**Exercise description:**
Reproduce the listing verbatim from its first line through the line containing "[[426, 372], [286, 368], [135, 150]]", both ends included, and leave out everything else.
########
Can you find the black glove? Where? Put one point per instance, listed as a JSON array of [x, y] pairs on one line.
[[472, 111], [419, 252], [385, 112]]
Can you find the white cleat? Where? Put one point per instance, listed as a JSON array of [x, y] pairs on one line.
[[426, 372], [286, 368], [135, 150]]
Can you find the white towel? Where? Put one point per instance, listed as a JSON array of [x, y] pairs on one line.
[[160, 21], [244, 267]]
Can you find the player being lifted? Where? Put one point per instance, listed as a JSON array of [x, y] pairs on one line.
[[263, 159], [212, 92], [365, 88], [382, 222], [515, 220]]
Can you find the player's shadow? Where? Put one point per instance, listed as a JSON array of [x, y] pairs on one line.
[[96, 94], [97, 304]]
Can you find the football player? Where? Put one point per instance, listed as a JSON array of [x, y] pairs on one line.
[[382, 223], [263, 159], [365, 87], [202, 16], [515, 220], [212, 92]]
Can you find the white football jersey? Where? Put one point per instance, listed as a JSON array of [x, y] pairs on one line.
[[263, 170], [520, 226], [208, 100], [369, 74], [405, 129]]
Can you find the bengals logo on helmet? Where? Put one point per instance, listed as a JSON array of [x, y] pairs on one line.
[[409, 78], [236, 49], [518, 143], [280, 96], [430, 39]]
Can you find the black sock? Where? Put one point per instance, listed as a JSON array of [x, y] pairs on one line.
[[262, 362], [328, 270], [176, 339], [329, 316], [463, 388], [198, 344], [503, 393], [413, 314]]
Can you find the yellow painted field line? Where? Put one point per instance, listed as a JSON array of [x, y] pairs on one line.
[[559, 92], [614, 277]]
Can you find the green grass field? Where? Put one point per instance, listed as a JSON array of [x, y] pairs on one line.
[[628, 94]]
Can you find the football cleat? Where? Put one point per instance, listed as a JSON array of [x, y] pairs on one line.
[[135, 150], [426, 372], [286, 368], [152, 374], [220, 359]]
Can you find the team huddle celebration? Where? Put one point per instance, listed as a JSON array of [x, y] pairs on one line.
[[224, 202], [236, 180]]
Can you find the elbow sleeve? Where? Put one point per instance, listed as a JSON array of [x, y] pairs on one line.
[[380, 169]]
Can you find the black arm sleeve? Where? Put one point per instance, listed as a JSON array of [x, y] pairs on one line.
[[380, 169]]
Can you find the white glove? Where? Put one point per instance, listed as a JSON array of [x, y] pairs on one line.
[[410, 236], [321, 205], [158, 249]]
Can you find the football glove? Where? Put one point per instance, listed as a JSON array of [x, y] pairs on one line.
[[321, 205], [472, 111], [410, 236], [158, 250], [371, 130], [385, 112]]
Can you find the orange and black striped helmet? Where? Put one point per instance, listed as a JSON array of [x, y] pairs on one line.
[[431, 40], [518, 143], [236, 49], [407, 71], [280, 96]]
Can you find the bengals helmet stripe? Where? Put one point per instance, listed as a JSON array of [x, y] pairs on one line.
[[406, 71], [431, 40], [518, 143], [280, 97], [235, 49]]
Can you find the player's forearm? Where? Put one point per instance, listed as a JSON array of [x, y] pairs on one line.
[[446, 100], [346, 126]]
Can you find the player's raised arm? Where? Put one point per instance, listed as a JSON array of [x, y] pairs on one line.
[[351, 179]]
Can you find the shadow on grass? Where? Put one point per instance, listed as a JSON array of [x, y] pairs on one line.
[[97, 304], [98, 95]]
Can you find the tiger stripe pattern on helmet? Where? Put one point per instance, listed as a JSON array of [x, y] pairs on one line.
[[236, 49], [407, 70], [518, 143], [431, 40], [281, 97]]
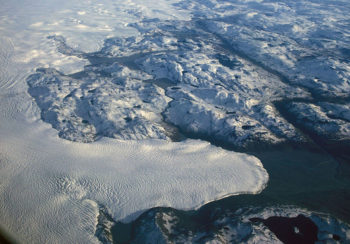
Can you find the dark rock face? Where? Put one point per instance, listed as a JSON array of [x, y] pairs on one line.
[[291, 230]]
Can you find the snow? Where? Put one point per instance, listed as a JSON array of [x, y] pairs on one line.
[[52, 189], [120, 74], [328, 120], [164, 225]]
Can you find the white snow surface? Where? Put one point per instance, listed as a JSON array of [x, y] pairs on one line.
[[50, 188]]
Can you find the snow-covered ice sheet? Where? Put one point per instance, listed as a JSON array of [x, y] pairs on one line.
[[51, 189], [244, 225]]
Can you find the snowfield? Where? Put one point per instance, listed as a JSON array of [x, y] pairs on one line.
[[96, 99], [52, 189]]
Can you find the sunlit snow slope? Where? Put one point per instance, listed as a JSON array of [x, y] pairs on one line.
[[50, 188]]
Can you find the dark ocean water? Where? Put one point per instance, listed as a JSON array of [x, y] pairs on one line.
[[306, 177]]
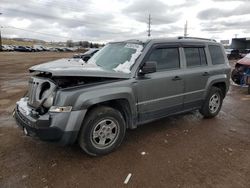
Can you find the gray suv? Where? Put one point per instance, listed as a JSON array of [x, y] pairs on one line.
[[122, 86]]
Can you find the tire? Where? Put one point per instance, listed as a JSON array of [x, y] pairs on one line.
[[213, 102], [102, 131]]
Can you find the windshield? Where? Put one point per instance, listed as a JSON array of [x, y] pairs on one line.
[[117, 56]]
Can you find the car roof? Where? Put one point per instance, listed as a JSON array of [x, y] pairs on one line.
[[173, 40]]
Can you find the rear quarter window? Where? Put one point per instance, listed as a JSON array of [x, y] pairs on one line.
[[216, 54]]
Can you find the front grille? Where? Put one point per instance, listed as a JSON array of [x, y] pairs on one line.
[[36, 89]]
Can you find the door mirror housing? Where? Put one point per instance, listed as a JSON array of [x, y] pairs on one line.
[[148, 67]]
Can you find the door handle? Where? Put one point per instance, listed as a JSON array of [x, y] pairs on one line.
[[176, 78], [205, 74]]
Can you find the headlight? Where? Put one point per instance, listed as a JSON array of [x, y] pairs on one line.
[[49, 101], [60, 108]]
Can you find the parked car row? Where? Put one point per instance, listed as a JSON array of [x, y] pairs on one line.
[[87, 55], [236, 53], [36, 48]]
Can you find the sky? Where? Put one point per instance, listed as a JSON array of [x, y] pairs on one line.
[[114, 20]]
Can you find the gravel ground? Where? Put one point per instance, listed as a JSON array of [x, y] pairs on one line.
[[180, 151]]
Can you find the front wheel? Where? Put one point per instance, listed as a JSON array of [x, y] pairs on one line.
[[102, 131], [213, 103]]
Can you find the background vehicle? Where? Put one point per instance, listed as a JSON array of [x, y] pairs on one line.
[[233, 53], [241, 73], [124, 85], [22, 49]]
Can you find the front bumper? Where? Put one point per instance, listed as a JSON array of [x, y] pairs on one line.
[[59, 127], [37, 127]]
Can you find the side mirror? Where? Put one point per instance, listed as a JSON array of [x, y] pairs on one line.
[[86, 58], [148, 67]]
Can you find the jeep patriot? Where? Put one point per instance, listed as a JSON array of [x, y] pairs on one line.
[[124, 85]]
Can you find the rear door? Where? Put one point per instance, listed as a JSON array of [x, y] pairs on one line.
[[160, 93], [195, 76]]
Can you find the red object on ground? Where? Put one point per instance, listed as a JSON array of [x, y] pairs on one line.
[[245, 60]]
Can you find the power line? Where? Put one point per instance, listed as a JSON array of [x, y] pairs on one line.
[[149, 25], [41, 33], [185, 30]]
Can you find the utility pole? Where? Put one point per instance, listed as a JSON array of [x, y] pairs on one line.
[[185, 30], [1, 49], [149, 25]]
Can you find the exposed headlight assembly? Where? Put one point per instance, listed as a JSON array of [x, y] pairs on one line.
[[60, 109], [49, 101]]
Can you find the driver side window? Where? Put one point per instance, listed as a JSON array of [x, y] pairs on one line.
[[166, 58]]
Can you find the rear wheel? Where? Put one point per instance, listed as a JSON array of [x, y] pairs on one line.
[[213, 103], [102, 131]]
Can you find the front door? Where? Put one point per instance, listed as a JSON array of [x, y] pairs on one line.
[[161, 93]]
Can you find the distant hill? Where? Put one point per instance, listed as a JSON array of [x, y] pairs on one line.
[[22, 41]]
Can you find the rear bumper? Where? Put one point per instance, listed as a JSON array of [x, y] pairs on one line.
[[45, 127]]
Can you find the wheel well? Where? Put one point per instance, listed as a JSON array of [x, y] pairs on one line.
[[222, 86], [122, 105]]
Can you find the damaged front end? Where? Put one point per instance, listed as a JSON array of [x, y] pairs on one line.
[[40, 115]]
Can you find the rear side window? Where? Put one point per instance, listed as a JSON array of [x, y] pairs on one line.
[[166, 58], [195, 57], [216, 54]]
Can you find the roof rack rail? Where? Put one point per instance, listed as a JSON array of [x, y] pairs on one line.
[[180, 37]]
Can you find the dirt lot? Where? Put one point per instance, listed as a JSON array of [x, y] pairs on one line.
[[181, 151]]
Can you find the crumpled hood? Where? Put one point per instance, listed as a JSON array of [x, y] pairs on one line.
[[76, 67]]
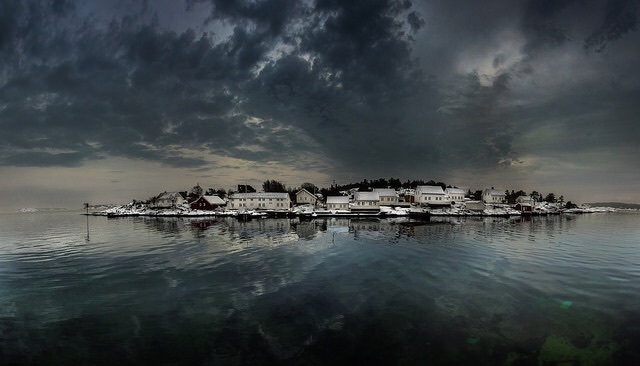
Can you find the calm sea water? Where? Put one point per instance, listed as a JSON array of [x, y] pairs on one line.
[[559, 290]]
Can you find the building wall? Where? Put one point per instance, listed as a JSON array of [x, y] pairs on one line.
[[304, 197], [337, 206], [259, 201], [366, 205]]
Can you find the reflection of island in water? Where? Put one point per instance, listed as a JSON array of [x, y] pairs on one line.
[[273, 231]]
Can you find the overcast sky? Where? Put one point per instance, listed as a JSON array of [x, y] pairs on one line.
[[106, 101]]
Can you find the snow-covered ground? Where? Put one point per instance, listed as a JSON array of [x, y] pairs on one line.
[[458, 209]]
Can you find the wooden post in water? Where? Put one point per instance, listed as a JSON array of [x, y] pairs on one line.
[[86, 207]]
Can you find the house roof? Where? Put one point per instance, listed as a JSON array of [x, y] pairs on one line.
[[214, 200], [494, 192], [337, 199], [261, 195], [429, 190], [302, 190], [387, 192], [169, 195], [366, 196]]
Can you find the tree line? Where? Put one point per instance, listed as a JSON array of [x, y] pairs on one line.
[[272, 185]]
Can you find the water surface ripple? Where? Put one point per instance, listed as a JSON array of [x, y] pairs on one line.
[[542, 290]]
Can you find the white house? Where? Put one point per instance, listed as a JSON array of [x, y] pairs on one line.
[[525, 199], [491, 195], [169, 199], [388, 196], [207, 203], [369, 201], [304, 197], [430, 195], [259, 201], [337, 203], [454, 195]]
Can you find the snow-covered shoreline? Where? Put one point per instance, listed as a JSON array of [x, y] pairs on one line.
[[458, 210]]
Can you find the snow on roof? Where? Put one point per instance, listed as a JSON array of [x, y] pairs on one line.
[[366, 196], [337, 199], [386, 192], [169, 195], [214, 200], [304, 190], [429, 190], [261, 195], [455, 191]]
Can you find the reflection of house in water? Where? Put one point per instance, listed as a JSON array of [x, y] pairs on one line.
[[169, 225]]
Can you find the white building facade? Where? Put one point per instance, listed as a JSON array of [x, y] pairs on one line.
[[369, 201], [388, 196], [259, 201], [454, 195], [491, 195], [304, 197], [430, 195], [335, 203]]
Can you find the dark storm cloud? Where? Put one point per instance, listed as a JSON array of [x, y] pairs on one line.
[[367, 83]]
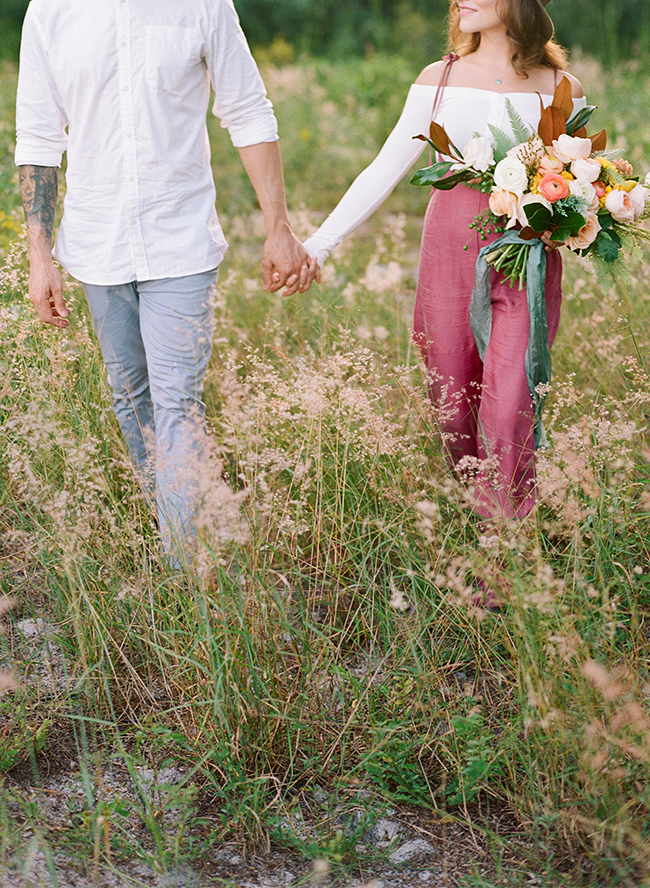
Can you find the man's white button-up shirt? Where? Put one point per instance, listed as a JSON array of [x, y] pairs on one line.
########
**Expected answer:**
Can you find the black glove? Where? Put one point per instance, listed as a JSON array of [x, y] pairs on one line.
[[472, 111], [419, 252], [385, 112]]
Can you find the white cleat? Where? Put one point per instance, listed as a JSON array of [x, y] pairs on one line.
[[426, 372], [286, 368], [135, 150]]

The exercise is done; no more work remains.